Output the full material exactly as it appears here.

-*-*-

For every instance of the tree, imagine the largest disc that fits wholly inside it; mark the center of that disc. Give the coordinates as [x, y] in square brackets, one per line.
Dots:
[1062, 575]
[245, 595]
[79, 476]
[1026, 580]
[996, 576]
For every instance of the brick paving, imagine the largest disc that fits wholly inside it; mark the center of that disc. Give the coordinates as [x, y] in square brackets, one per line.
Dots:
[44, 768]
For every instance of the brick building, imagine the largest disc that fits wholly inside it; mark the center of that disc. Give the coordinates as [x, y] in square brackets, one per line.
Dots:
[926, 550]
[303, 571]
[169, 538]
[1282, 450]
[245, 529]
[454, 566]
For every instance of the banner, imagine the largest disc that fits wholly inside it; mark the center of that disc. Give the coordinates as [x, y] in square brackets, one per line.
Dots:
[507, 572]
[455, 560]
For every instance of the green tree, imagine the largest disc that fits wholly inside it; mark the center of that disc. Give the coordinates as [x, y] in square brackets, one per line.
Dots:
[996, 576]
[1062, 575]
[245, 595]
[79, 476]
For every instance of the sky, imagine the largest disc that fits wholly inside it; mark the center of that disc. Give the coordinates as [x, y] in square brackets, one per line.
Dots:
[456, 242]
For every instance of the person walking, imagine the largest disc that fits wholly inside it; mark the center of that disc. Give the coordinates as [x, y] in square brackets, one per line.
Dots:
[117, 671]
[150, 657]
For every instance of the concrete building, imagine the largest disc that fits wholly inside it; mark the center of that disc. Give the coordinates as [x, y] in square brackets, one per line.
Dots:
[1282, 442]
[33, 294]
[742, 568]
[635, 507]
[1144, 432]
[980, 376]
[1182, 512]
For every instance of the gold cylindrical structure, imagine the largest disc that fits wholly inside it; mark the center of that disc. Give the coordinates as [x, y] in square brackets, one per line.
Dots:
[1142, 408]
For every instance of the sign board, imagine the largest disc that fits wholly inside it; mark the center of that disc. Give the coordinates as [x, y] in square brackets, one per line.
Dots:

-*-*-

- **OUTPUT**
For every instance of the tree, imagine the largest disc that fits wholly inside it; mark the center of that disc. Give the coordinates as [x, y] in square brackets, one per line.
Dots:
[1062, 575]
[245, 595]
[79, 476]
[1026, 580]
[996, 576]
For every instance of the brick paving, imagine the largest disc that fits wholly inside it; mark the center of that disc. Give the coordinates as [x, y] in square brackets, one per line.
Dots:
[44, 768]
For every instance of the brick building, imagine the largest disc that fits wholly inside it; mark the center of that disc. Give the coordinates as [x, y] in square brackets, one per line.
Dots:
[926, 550]
[303, 571]
[169, 538]
[1282, 450]
[245, 529]
[454, 566]
For every instance of the banner, imagine the largest disc that fits wholly inside it; mark the center of that disc. Give the coordinates as [x, y] in square brackets, one per line.
Dots:
[507, 572]
[455, 560]
For every instance of the green tree, imagine the largest disc that fits wholly inside it; mark the center of that disc. Give the coordinates as [x, y] in square brackets, one per line.
Dots:
[996, 576]
[1062, 575]
[245, 595]
[79, 476]
For every instance of the sky, imagine the largest disc that fits wholly inside it; mark the center of that disc. Give the coordinates as [x, y] in square brackets, one per line.
Dots:
[456, 242]
For every instance of the person walking, imagine the largest disc that fits wholly inside it; mark the center of that disc. Give the coordinates as [x, y] in square brackets, one per line.
Dots:
[117, 671]
[150, 657]
For every instance of the concrete building, imagine the largest disc that fits wholly inside it; mark the center of that disc. Give the coordinates as [x, y] in square brackets, one per line.
Dots:
[1282, 442]
[33, 294]
[742, 568]
[635, 507]
[1144, 432]
[980, 376]
[1182, 512]
For every instance of the gold cylindrical structure, imagine the largest disc that fits wholly inside it; mark the center of that disc. Give the coordinates as [x, y] in square brackets, one per line.
Dots:
[1142, 408]
For every instance of the sign board, imagine the largest disc that fits wholly inside it; mark the center of that disc. Give the coordinates as [x, y] in square brackets, one per line.
Dots:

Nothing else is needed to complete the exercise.